In 2019 Boris Johnson won a landslide victory. It left him with total power to inflict a heartless Brexit. Our young people face barriers if they want to study or work in Europe. Many people have found their lives badly affected.
How did this happen? What lessons can be learned from the 2019 election?
Firstly, Boris offered certainty after several years of Brexit indecision. Voters knew what they would get if they voted for him. Some ‘remain’ voters just wanted things settled.
Secondly our electoral system rewards big parties. The Tories won only 44% of votes, but they were the biggest party and won easily.
We need to learn. Do voters understand what will happen if they vote Liberal Democrat in a General Election? Will the result be a small and powerless group of LibDem MPs? Will the party hold the balance of power in a hung parliament? Will that mean another period of parliamentary indecision? Will the Party horse trade some policies away with another party, as with tuition fees? Who knows?
By contrast, if the party set up an Alliance before the next General Election, and agreed a set of compromise policies with Labour and the Greens, voters would know what they were getting if they voted LibDem. That’s better for democracy, and it’s also more attractive to voters.
What would those policies be? Let’s go gently on Europe – people don’t want to restart that battle. Let’s restore cultural and student links. Let’s cut bureaucracy. Let’s start to re-align standards. Let’s not treat our near neighbours so badly.
Let’s focus on education. Let’s cut sleaze and outlaw cronyism. Let’s protect the environment. Let’s slowly increase taxes on the very rich. Let’s move slowly towards electoral reform, respecting public opinion. Let’s protect the NHS and BBC.
Let’s also agree up front on how the Alliance government would function smoothly, so that voters are assured we are ready to take office.
Given an agreed set of policies it makes no sense for the three parties to compete in each constituency. The parties would need to have just one candidate in each seat, perhaps selected by some form of Primary Election if the best candidate isn’t obvious.
This Alliance would offer strong competition to Johnson. The three parties together generally win more votes than he does. The Liberal Democrats would have a real chance of a share of power, on far less risky terms than in 2010.
■ ■ ■ ■
→ **WRITTEN TASK**:
Retype the part of the article on the 2019 election that lies between "We need to learn." and "attractive to voters.", inclusive, keeping every word and punctuation mark unchanged.

→ **COLLECTED DATA**:
■ ■ ■ ■
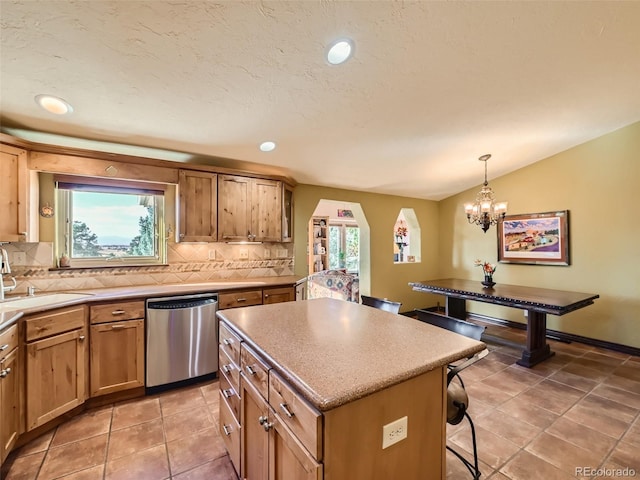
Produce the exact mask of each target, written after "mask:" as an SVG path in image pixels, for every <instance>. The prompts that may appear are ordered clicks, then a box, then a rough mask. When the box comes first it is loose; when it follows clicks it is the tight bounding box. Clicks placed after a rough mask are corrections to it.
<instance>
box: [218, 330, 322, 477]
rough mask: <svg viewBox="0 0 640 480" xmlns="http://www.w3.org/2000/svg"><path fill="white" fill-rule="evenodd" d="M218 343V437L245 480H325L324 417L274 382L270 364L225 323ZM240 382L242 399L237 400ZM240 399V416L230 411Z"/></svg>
■ ■ ■ ■
→ **ANSWER TO THIS TASK**:
We need to learn. Do voters understand what will happen if they vote Liberal Democrat in a General Election? Will the result be a small and powerless group of LibDem MPs? Will the party hold the balance of power in a hung parliament? Will that mean another period of parliamentary indecision? Will the Party horse trade some policies away with another party, as with tuition fees? Who knows?
By contrast, if the party set up an Alliance before the next General Election, and agreed a set of compromise policies with Labour and the Greens, voters would know what they were getting if they voted LibDem. That’s better for democracy, and it’s also more attractive to voters.